Records excerpted from a collection
§

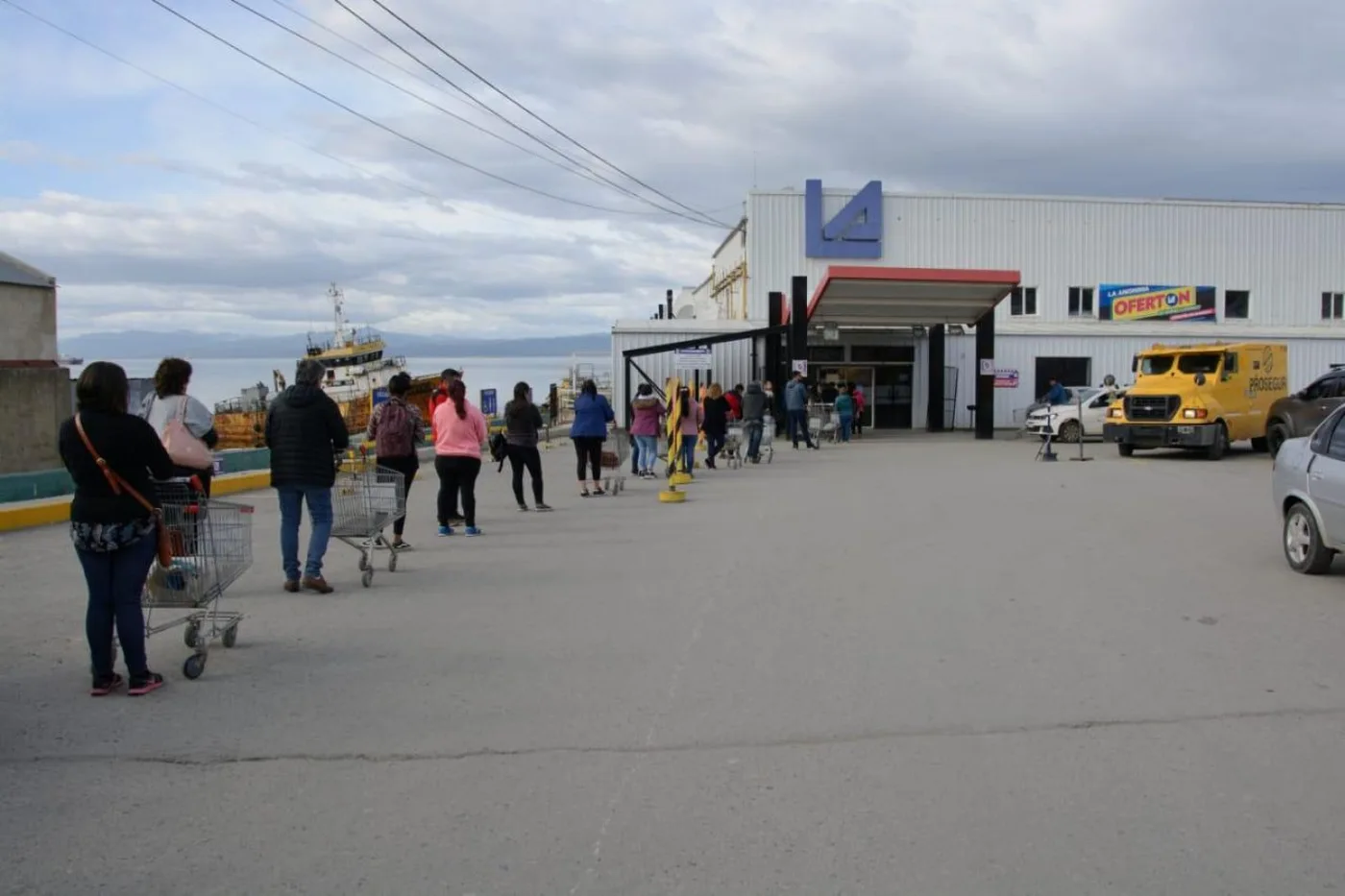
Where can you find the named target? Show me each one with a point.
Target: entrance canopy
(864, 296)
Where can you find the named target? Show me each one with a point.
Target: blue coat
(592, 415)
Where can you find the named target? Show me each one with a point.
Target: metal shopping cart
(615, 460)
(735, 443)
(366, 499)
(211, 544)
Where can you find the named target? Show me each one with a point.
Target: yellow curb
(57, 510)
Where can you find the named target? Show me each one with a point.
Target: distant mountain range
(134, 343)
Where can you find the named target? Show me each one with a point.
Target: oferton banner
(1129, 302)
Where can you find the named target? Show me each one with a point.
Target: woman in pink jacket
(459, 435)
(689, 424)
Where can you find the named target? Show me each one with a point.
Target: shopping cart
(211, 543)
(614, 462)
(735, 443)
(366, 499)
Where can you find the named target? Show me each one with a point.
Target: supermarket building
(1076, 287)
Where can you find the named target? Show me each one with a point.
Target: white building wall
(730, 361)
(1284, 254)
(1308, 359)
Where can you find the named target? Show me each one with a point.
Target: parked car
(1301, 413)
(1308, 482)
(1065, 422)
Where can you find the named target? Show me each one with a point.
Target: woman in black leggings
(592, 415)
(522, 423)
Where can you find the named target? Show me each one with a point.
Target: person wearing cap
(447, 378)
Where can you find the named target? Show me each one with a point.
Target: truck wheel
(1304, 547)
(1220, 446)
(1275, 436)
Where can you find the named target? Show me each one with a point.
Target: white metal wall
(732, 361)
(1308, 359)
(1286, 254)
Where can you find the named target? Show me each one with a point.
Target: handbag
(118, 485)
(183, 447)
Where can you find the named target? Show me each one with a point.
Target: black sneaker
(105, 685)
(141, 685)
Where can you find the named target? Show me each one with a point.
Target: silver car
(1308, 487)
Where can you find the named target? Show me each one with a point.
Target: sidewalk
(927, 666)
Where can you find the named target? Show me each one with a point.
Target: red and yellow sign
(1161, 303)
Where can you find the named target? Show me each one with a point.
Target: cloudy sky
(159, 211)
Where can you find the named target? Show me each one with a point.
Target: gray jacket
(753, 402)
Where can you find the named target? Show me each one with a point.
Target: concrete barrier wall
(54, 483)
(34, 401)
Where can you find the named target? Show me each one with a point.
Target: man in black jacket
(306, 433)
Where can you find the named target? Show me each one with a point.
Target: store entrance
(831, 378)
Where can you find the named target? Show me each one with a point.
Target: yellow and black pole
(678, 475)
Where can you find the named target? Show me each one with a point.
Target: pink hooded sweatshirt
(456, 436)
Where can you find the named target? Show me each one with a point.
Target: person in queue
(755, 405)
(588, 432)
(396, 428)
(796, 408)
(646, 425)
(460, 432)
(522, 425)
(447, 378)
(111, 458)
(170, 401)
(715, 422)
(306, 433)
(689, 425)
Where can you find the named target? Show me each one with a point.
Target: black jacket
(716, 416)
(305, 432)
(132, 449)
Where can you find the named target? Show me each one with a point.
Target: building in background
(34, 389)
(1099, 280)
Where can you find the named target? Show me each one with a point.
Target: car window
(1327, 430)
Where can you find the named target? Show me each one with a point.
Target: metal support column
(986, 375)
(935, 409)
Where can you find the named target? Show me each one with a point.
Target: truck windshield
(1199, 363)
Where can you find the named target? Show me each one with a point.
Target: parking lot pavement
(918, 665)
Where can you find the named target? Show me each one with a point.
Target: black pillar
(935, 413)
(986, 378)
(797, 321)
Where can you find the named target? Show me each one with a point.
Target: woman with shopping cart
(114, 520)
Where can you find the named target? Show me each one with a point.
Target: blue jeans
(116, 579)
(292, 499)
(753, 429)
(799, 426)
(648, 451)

§

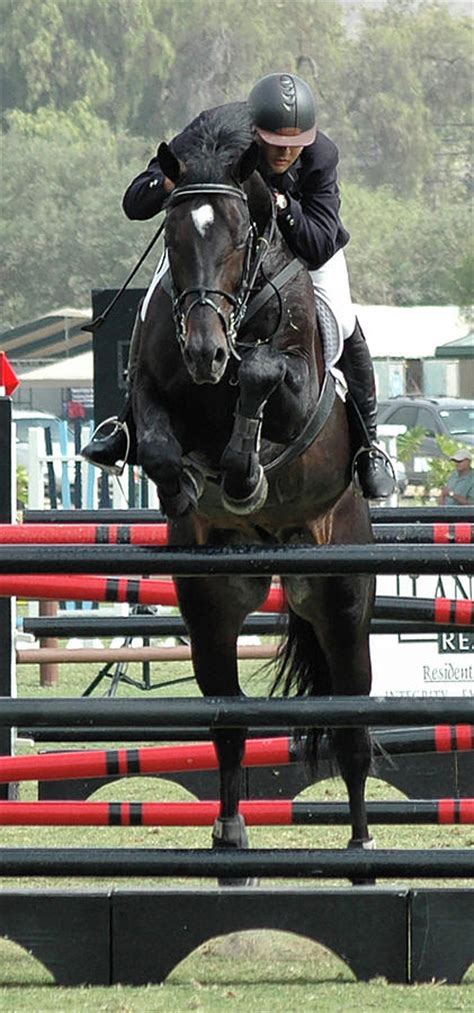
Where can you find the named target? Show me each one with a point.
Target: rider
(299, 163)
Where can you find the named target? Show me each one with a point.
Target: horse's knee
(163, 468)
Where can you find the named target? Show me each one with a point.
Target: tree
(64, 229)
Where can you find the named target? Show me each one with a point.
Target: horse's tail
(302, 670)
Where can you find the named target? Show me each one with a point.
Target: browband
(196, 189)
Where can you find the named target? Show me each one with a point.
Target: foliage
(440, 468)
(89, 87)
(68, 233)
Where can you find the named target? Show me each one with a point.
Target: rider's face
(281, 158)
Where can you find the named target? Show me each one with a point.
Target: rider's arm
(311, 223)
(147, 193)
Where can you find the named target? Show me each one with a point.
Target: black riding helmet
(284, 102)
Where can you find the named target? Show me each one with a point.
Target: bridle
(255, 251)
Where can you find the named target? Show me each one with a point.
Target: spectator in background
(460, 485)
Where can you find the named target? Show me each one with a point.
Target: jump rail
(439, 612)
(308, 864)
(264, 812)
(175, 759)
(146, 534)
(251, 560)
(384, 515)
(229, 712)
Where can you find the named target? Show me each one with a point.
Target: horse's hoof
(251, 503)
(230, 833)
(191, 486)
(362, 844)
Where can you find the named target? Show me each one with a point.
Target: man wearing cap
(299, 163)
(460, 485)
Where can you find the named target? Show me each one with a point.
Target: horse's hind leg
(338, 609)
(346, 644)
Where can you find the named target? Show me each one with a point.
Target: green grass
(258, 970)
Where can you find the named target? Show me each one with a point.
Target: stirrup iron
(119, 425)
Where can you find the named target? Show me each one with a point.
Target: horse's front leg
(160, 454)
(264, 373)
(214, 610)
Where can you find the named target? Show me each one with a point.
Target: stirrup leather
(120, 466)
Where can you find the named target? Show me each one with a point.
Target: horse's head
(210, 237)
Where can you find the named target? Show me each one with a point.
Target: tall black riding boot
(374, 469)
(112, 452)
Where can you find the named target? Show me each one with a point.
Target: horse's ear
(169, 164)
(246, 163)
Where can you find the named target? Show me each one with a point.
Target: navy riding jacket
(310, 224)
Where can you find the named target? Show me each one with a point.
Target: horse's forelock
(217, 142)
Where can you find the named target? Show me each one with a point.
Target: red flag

§

Tally how many lines of the items above contain the word "horse", with case counting, and give only that number.

8